Copy every line of the material below that contains the word "outline". Letter case must match.
═════ Task data ═════
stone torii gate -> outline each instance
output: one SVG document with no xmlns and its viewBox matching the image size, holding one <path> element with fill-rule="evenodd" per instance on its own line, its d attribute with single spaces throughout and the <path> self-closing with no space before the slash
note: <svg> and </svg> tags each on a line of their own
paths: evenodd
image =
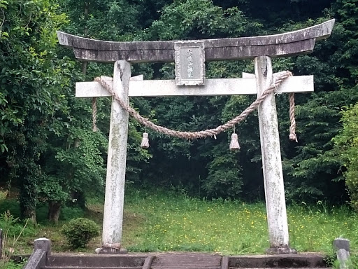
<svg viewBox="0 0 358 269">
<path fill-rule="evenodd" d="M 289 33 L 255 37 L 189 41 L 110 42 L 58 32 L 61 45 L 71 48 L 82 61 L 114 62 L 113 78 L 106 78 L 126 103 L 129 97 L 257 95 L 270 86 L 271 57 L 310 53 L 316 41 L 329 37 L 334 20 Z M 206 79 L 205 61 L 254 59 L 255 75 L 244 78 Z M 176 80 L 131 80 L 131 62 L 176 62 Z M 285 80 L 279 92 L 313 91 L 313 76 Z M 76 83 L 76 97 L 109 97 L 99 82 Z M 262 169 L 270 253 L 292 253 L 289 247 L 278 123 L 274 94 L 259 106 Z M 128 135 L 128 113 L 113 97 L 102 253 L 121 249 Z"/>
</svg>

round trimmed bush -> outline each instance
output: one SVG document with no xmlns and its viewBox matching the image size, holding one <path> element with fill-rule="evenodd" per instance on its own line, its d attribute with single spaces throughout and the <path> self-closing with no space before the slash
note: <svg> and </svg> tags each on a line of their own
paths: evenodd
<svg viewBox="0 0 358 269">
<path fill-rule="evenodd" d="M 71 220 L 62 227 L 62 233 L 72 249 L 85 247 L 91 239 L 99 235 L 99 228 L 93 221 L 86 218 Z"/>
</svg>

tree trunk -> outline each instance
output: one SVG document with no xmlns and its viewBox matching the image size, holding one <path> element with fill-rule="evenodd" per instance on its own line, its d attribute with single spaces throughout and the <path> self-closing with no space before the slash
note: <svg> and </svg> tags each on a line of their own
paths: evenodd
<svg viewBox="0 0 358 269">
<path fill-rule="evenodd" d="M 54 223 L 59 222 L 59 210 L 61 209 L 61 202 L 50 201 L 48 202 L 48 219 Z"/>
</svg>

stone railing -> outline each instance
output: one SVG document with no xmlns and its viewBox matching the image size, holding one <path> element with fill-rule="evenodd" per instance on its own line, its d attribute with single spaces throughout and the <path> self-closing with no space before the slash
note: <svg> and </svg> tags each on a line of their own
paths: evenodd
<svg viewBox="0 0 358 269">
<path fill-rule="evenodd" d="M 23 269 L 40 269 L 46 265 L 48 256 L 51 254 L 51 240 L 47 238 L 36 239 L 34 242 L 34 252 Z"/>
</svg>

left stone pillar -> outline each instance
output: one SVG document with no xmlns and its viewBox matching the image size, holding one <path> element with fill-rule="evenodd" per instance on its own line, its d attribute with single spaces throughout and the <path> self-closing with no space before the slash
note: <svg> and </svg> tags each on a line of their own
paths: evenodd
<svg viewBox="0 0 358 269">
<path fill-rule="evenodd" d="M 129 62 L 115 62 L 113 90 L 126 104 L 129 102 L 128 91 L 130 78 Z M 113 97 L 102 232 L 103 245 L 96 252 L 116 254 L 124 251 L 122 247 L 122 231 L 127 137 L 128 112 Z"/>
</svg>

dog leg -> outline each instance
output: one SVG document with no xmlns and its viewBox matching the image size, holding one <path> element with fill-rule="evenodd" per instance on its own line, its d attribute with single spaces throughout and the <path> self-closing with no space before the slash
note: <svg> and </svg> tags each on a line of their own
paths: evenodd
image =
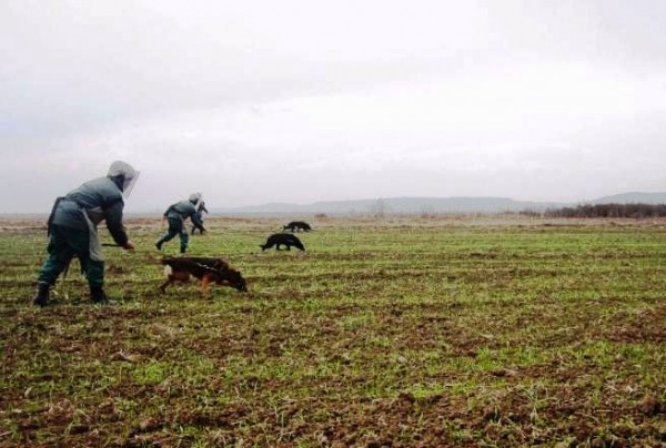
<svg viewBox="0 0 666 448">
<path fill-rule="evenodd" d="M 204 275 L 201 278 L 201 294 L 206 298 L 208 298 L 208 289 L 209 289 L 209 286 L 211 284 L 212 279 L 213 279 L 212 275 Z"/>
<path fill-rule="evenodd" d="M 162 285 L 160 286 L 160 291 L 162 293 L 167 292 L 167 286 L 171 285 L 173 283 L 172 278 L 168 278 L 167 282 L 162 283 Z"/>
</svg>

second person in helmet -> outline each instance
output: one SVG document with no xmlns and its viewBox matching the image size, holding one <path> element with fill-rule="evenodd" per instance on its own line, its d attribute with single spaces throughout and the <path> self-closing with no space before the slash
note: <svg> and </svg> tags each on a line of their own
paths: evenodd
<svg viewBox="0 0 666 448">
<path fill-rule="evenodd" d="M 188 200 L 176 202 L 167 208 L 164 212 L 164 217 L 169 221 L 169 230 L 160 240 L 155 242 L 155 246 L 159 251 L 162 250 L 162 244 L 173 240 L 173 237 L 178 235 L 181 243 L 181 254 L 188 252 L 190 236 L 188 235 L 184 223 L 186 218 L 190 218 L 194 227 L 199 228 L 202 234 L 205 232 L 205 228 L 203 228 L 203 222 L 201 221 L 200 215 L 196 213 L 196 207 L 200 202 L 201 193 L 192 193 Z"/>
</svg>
═════
═════ Task data ═════
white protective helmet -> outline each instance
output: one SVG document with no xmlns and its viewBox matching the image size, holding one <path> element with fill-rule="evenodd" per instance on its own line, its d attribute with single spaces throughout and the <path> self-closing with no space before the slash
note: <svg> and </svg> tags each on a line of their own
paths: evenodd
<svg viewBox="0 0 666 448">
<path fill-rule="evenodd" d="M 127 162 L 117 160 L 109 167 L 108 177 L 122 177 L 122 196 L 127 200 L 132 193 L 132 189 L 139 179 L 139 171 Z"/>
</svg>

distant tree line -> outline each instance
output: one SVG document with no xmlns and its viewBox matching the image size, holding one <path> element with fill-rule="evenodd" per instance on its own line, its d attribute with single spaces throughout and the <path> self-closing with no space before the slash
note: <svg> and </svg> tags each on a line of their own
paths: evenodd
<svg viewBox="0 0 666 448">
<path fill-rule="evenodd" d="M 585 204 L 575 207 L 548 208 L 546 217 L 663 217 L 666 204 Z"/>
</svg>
═════
→ **Solution to this exercise**:
stone torii gate -> outline each instance
round trimmed bush -> outline each instance
tree trunk -> outline each instance
stone railing -> outline each instance
left stone pillar -> outline each instance
dog leg -> outline each instance
second person in helmet -> outline each instance
white protective helmet -> outline each instance
distant tree line -> outline each instance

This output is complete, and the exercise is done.